▶ **Passage given**:
#####
The policy left roles of educational professionals unchallenged and unchanged. If anything, the policy reinforced ideas about who is primarily responsible for student literacy skills. Members of works councils and supervisory boards do not discuss literacy specifically, while members of executive boards, school principals, team leaders and teachers all point to Dutch language teachers, who in turn embrace their role. Yet, most educational professionals share the belief that language acquisition would improve if all teachers coordinate their efforts in a whole-school approach. The case studies show that Dutch language teachers in several schools initiate such actions, but continued support higher up in the school hierarchy proves to be essential to sustain such efforts. In terms of our theoretical framework, a group of teachers is not in a position to create a steering dynamic that involves the whole school. Clearly, not all actors are created equal.

Numeracy

Thinkable issue

Educational professionals agree on the vital importance of numeracy.

‘It is a basic skill.’ (Teacher)

While the importance of numeracy is emphasised, many respondents voice severe criticism on the policy to enhance such skills.

‘I think it’s just ridiculous that it (the test) was implemented just like that. That’s just silly.’ (Teacher)
#####
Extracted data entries
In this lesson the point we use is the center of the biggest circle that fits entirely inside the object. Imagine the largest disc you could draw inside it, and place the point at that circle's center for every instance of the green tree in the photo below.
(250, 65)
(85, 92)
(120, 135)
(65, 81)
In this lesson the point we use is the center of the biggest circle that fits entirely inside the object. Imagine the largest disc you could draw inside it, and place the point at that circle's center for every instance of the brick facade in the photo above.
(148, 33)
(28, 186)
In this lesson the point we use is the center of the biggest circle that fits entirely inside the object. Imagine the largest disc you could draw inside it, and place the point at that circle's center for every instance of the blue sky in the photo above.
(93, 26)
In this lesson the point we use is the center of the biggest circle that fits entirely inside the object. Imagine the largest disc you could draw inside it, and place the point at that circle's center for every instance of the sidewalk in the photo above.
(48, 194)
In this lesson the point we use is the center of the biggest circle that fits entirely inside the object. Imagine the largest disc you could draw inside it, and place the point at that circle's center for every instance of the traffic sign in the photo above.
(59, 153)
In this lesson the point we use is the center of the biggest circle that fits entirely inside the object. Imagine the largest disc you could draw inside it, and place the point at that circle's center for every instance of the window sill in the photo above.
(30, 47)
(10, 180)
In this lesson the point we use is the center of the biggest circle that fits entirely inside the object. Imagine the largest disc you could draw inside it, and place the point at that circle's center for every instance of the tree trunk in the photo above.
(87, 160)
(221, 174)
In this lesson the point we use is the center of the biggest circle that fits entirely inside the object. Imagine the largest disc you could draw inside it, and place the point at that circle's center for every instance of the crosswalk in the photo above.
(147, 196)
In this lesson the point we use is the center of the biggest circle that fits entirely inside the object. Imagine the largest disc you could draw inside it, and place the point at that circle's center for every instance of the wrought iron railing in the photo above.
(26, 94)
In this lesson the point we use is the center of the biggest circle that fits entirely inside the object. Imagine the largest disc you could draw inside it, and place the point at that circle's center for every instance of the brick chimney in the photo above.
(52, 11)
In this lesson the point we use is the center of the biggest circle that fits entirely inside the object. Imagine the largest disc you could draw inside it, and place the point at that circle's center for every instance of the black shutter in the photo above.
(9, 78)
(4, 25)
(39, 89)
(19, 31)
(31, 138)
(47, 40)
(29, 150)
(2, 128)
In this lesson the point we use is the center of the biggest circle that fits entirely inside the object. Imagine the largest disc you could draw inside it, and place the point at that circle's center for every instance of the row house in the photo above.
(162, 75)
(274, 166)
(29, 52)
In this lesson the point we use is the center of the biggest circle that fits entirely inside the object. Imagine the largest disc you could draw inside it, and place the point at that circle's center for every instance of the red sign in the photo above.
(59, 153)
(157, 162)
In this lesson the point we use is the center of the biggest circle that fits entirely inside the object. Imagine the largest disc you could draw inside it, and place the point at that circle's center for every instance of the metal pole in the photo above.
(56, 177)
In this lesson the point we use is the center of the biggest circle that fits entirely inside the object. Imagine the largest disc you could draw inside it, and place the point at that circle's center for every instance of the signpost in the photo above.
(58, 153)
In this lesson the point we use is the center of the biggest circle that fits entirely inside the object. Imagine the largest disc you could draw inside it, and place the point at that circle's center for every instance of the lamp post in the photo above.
#####
▶ **The tasks**:
A) List every group that, according to the passage on school literacy and numeracy policy, points to Dutch language teachers as responsible for student literacy skills.
B) Copy the part of the passage on school literacy and numeracy policy from "Thinkable issue" to "enhance such skills." word for word.
The extracted data entries are separate material and have no connection to the passage on school literacy and numeracy policy.

▶ **Set of answers**:
A)
- Members of executive boards
- School principals
- Team leaders
- Teachers

B)
Thinkable issue

Educational professionals agree on the vital importance of numeracy.

‘It is a basic skill.’ (Teacher)

While the importance of numeracy is emphasised, many respondents voice severe criticism on the policy to enhance such skills.